# Records shown:
==================================================

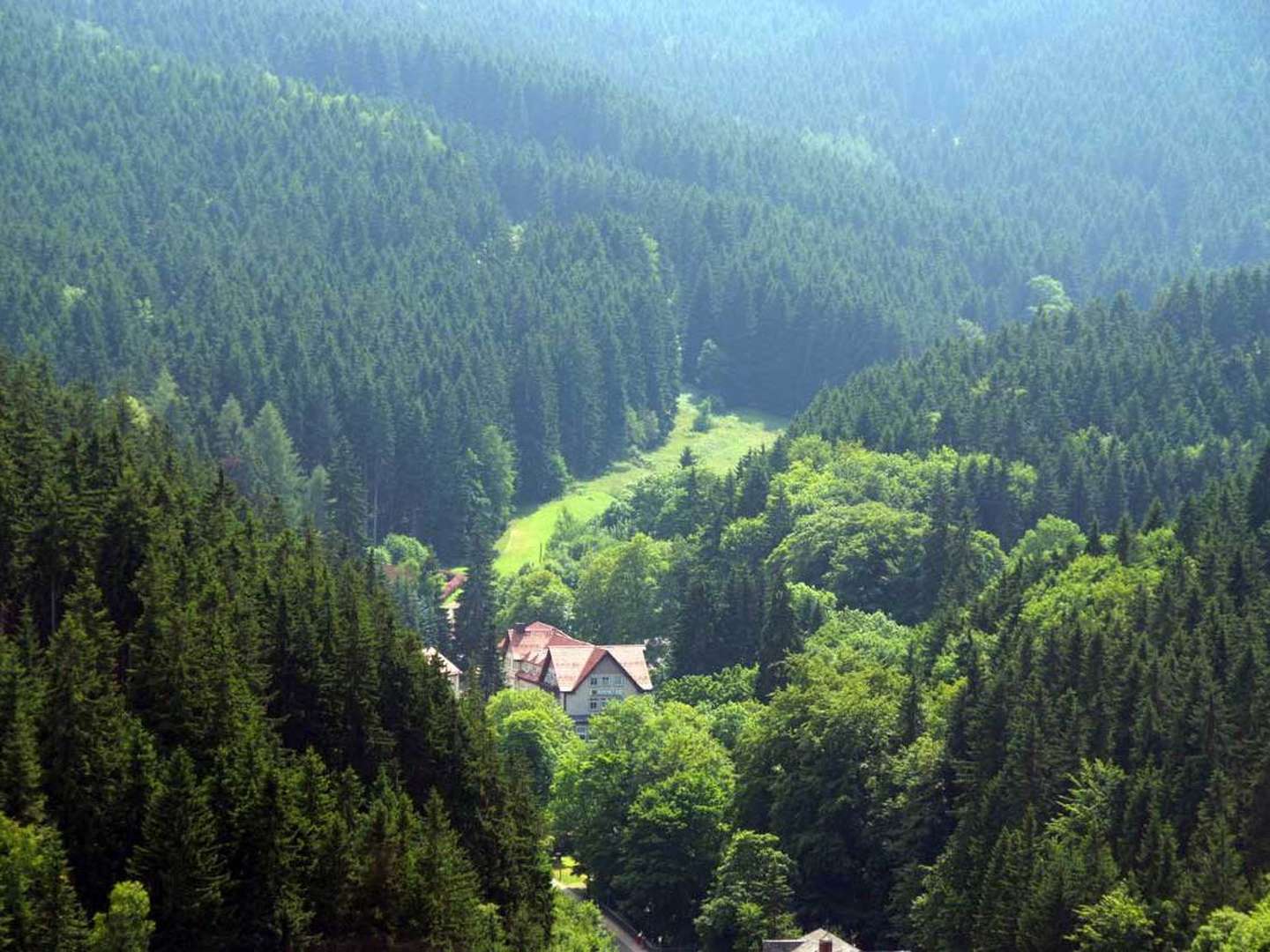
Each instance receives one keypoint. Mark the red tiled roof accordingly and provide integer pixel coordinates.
(572, 660)
(534, 639)
(572, 663)
(632, 661)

==================================================

# Work instructions:
Reproduce the rows with "red tiled roof" replaced by "terracotta roof" and everything else unchanged. Leave out the pictures.

# Response to this task:
Each instance receives one keypoint. Mark the terracotta roof accordingly and provide integer pixel coordinates.
(572, 660)
(534, 639)
(572, 663)
(632, 661)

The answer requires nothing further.